* Start SOURCE EXCERPT *
# Macbook Nightmare



## teknikz (Nov 20, 2006)

I know im probably going to get a lot of crap for this but , Macbook quality control is just not there. 

Bought on November 8th

Poweradaptor fails November 12th

Macbook LOGIC board is replaced Janury 17th

Macbook Screen inverter replaced Feburaryish 

Now , finally it has died.

I fired up my Macbook in class to check my email.....lo and behold screen is broken .....FROM THE INSIDE

Not a SINGLE mark on the outside , not a crack , NADA. I take it in to the Genius Bar , very nice Genius attended to be and gave me the bad news that , since the screen is broken its not their problem

THING IS , NEVER DROPPED IT. I keep it in an Incase neoprene sleeve ( Dont buy one they obv dont work) . According to the Genius's best guess , a book in my bag exerted pressure through the casing and put pressure on the screen through the plastic outside.
* End SOURCE EXCERPT *
• _WRITTEN PROBLEM 1_
In the MacBook forum post, translate this sentence into Spanish: "According to the Genius's best guess , a book in my bag exerted pressure through the casing and put pressure on the screen through the plastic outside."
• _WRITTEN PROBLEM 2_
Pick up the MacBook forum post after its final sentence and carry it forward.
* Start PROVIDED DATA *
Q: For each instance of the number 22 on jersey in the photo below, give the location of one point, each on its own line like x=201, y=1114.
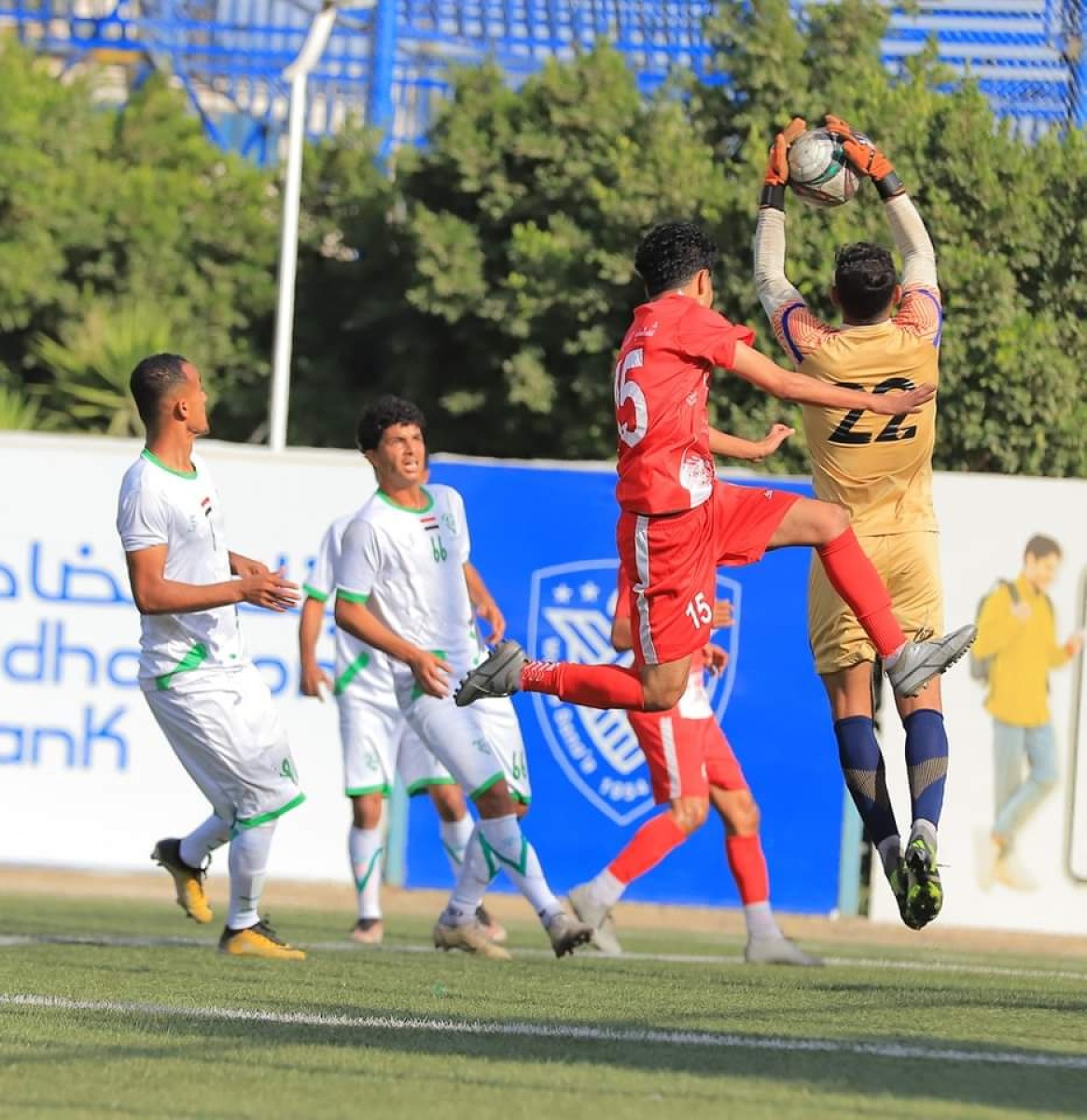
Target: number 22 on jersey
* End PROVIDED DATA *
• _RESULT 1_
Según la mejor suposición del Genius, un libro que llevaba en la bolsa ejerció presión a través de la carcasa y presionó la pantalla a través del plástico exterior.

• _RESULT 2_
I somewhat believe him , but doesn't that say something about quality , THROUGH A SLEEVE . CLOSED it still was able to damage the screen without causing any damage to the outside

C'mon 

Now , im going to buy another Apple laptop. Not because i neccesarily love the made in Tiawan love and attention they recieve . but because the software JUST WORKS . Now I dont care if it looked like a craptastic Toshiba if I can carry it in a sleeve , inside a bag without it breaking.

Lastly....apparantly the logic board is broken too....wth . The genius's was just as puzzled as I was.

A computer totally destroyed.....without a single mark on the outside.... the Mac's Cynide gas is a 300page textbook?


----------



## teknikz (Nov 20, 2006)

To top it off , im typing this on a dell ...."tear"


----------



## kevs~just kevs (Mar 21, 2005)

will they at least replace the logic board???


----------



## HowEver (Jan 11, 2005)

Okay, so you're done with the Apple store. Now phone Apple Canada.


----------



## teknikz (Nov 20, 2006)

HowEver said:


> Okay, so you're done with the Apple store. Now phone Apple Canada.


Been their done that ( roughly 20 minutes wait not bad)

Service drone and service drones superivisor basically told me that broken screens regardless of exterior damage or not were not their problem and could only be broken by force....what extent of force though

I was also at one point offered trouble shooting tips for some stupid fee

Argh "tears hair out"


----------



## teknikz (Nov 20, 2006)

kevs~just kevs said:


> will they at least replace the logic board???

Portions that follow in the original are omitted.